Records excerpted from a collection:
>>

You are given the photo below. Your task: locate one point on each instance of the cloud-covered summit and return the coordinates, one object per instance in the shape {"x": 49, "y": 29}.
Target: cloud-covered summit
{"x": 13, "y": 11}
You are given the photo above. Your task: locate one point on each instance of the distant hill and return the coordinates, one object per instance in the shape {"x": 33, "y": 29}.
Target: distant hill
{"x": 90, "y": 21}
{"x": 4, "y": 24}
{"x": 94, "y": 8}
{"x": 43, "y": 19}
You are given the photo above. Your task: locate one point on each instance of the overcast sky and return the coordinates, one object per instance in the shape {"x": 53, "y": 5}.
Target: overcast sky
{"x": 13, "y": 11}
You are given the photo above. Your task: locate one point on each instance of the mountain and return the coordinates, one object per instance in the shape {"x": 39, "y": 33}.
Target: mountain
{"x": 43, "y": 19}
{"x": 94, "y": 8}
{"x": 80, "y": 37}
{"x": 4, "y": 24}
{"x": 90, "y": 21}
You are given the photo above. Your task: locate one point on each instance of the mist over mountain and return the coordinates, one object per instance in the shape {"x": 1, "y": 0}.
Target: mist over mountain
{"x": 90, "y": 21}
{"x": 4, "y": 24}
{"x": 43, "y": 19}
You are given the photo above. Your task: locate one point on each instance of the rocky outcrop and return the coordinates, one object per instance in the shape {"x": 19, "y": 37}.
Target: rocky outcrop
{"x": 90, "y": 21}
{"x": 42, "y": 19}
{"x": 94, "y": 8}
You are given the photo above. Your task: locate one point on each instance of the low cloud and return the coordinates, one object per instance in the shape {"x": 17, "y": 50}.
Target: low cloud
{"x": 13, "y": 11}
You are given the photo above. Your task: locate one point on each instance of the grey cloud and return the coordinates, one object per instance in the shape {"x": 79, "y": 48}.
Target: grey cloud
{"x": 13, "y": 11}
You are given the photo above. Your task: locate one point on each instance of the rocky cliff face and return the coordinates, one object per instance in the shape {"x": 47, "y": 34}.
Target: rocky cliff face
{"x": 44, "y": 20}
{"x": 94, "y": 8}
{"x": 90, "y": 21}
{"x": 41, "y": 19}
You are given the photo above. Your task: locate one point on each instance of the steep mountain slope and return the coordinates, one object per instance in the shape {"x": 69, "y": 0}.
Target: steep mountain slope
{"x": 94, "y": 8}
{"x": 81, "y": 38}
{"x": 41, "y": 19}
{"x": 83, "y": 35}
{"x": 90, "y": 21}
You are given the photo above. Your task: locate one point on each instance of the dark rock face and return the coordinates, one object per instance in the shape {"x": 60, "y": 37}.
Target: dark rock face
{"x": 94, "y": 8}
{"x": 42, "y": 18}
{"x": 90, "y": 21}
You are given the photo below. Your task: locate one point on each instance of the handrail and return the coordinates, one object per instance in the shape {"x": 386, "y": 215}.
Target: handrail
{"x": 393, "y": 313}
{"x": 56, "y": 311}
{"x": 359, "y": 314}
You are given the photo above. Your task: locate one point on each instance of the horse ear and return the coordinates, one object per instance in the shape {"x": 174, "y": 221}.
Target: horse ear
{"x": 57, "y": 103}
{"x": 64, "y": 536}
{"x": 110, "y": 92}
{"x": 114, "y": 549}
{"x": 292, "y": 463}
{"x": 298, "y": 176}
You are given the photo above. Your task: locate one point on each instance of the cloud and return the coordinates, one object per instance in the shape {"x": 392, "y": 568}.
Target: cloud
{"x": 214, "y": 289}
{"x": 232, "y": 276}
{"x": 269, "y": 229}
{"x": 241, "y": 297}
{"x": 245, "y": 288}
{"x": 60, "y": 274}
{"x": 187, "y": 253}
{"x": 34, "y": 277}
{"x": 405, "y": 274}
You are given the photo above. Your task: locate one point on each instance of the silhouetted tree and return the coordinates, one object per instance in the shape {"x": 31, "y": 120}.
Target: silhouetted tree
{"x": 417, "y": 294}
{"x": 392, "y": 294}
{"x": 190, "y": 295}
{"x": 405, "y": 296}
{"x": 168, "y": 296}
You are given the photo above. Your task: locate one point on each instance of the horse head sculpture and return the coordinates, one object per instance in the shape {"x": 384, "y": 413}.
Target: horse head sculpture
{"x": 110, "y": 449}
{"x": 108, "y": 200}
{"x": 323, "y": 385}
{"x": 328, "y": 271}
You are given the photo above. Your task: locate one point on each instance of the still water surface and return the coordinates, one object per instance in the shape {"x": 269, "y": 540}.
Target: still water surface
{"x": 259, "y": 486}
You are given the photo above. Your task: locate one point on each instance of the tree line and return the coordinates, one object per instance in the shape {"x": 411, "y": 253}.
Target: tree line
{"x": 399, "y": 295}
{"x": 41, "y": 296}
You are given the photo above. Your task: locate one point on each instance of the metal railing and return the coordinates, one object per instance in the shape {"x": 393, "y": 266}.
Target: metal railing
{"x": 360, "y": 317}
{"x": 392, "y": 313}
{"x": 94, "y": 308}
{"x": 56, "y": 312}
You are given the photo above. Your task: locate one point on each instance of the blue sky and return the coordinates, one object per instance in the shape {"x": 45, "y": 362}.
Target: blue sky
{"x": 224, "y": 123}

<<

**Problem to work on**: All records above must be set down exactly, please.

**Task output**:
You are given the photo below. Your task: locate one point on each instance of the cloud-covered summit and return the coordinates, one object per instance in the shape {"x": 49, "y": 29}.
Target: cloud-covered summit
{"x": 13, "y": 11}
You are given the photo above. Your task: locate one point on each instance of the distant hill and return the coordinates, one object per instance in the shape {"x": 33, "y": 29}.
Target: distant hill
{"x": 90, "y": 21}
{"x": 4, "y": 24}
{"x": 94, "y": 8}
{"x": 43, "y": 19}
You are given the photo above. Your task: locate one point on each instance of the overcast sky and return the coordinates, one object per instance in the shape {"x": 53, "y": 5}.
Target: overcast sky
{"x": 13, "y": 11}
You are given the photo above. Your task: locate one point on each instance of the mountain and return the coordinates, one object per instance in the shape {"x": 39, "y": 33}.
Target: mountain
{"x": 43, "y": 19}
{"x": 94, "y": 8}
{"x": 80, "y": 37}
{"x": 4, "y": 24}
{"x": 90, "y": 21}
You are given the photo above. Your task: locate one point on each instance of the mist over mountain and return the coordinates, one object per instance in the shape {"x": 1, "y": 0}.
Target: mist over mountain
{"x": 90, "y": 21}
{"x": 4, "y": 24}
{"x": 43, "y": 19}
You are given the photo above. Your task: locate one point on each instance of the rocky outcrop and return the coordinates, one object per instance in the shape {"x": 19, "y": 37}.
Target: rocky outcrop
{"x": 90, "y": 21}
{"x": 42, "y": 19}
{"x": 94, "y": 8}
You are given the photo above. Your task: locate one point on each instance of the low cloud and return the coordinates, one object per instance in the shape {"x": 17, "y": 50}.
Target: low cloud
{"x": 13, "y": 11}
You are given the photo above. Your task: locate one point on each instance of the grey cloud and return the coordinates, one object per instance in the shape {"x": 79, "y": 48}.
Target: grey cloud
{"x": 13, "y": 11}
You are given the photo above. Your task: locate one point on each instance of the rocky cliff face and return the coordinates, one object per instance in the shape {"x": 47, "y": 34}.
Target: rocky cliff face
{"x": 44, "y": 20}
{"x": 94, "y": 8}
{"x": 90, "y": 21}
{"x": 41, "y": 19}
You are given the photo above. Your task: locate one point on each instance of the steep mountain slope and return the coordinates, one object per instance in the shape {"x": 69, "y": 0}.
Target: steep mountain slope
{"x": 94, "y": 8}
{"x": 81, "y": 38}
{"x": 41, "y": 19}
{"x": 83, "y": 35}
{"x": 90, "y": 21}
You are given the photo above. Your task: locate one point on each instance of the dark rock face and return the coordinates, one object per instance in the shape {"x": 60, "y": 37}.
Target: dark rock face
{"x": 94, "y": 8}
{"x": 42, "y": 18}
{"x": 90, "y": 21}
You are given the photo below. Your task: locate one point on each instance of the handrail and return the coordinates, one object per instance in the shape {"x": 386, "y": 215}.
Target: handrail
{"x": 393, "y": 313}
{"x": 56, "y": 311}
{"x": 359, "y": 314}
You are given the photo above. Your task: locate one point on each instance of the horse ear and return the coordinates, one object per instance in the shape {"x": 174, "y": 221}.
Target: horse ear
{"x": 57, "y": 103}
{"x": 64, "y": 536}
{"x": 110, "y": 92}
{"x": 114, "y": 549}
{"x": 292, "y": 463}
{"x": 298, "y": 176}
You are given the photo above. Your task: locate one point on each instance of the cloud and return the coordinates, one object per instance in the shape {"x": 392, "y": 568}.
Target: cloud
{"x": 214, "y": 289}
{"x": 232, "y": 276}
{"x": 269, "y": 229}
{"x": 241, "y": 297}
{"x": 245, "y": 288}
{"x": 60, "y": 274}
{"x": 187, "y": 253}
{"x": 34, "y": 277}
{"x": 405, "y": 274}
You are given the photo above. Your task: locate one point on each instance of the silhouetted tree and return the coordinates, one object per instance in the shape {"x": 31, "y": 120}.
Target: silhouetted tree
{"x": 417, "y": 294}
{"x": 392, "y": 294}
{"x": 190, "y": 295}
{"x": 405, "y": 296}
{"x": 168, "y": 296}
You are given the photo above. Your task: locate one point on each instance of the horse head sculpture and return the coordinates, one object per instance in the shape {"x": 384, "y": 413}.
Target: horse head sculpture
{"x": 110, "y": 449}
{"x": 108, "y": 200}
{"x": 323, "y": 385}
{"x": 328, "y": 271}
You are given the photo above. Your task: locate one point on each instance of the still water surface and return the coordinates, one object per instance in the shape {"x": 269, "y": 540}.
Target: still water surface
{"x": 259, "y": 486}
You are given the photo above. Your task: locate one point on each instance of the tree line and return the coordinates, one object per instance in the shape {"x": 411, "y": 253}.
Target: tree line
{"x": 399, "y": 295}
{"x": 41, "y": 296}
You are given the photo above. Your task: locate one point on each instance of the metal railing and return the coordinates, one object per instance in the shape {"x": 393, "y": 266}.
Target: metal railing
{"x": 360, "y": 317}
{"x": 392, "y": 313}
{"x": 94, "y": 308}
{"x": 56, "y": 312}
You are given the photo above. Your task: locate one point on each instance of the blue sky and return the coordinates, one object per instance in the shape {"x": 45, "y": 362}.
Target: blue sky
{"x": 224, "y": 123}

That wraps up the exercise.